Image point grounding data:
--- START ---
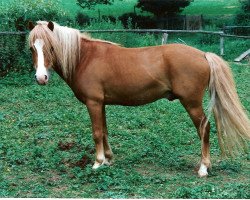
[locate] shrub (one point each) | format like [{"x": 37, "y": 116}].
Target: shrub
[{"x": 15, "y": 16}]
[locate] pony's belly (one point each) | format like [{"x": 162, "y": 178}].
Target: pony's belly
[{"x": 135, "y": 99}]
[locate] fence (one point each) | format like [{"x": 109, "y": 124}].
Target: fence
[{"x": 164, "y": 33}]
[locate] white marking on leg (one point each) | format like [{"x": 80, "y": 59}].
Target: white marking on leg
[
  {"x": 203, "y": 170},
  {"x": 41, "y": 70}
]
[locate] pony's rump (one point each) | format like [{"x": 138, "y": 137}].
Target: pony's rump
[{"x": 233, "y": 127}]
--- END ---
REQUIRED ACTION: Leave every picture out. Retype the remaining data exactly.

OUTPUT:
[locate] shrub (one point each) | format like [{"x": 37, "y": 116}].
Target: shrub
[{"x": 15, "y": 16}]
[locate] pony's belly (one point each) | format like [{"x": 162, "y": 178}].
Target: pony's belly
[{"x": 135, "y": 99}]
[locate] fence (one point each) | format like [{"x": 109, "y": 124}].
Target: fence
[{"x": 164, "y": 33}]
[locate] white marking on leg (one point each) | format like [{"x": 80, "y": 59}].
Target: white marking on leg
[
  {"x": 203, "y": 170},
  {"x": 41, "y": 70}
]
[locate] pony's rump (one point each) | format like [{"x": 138, "y": 137}].
Target: pony's rump
[{"x": 233, "y": 127}]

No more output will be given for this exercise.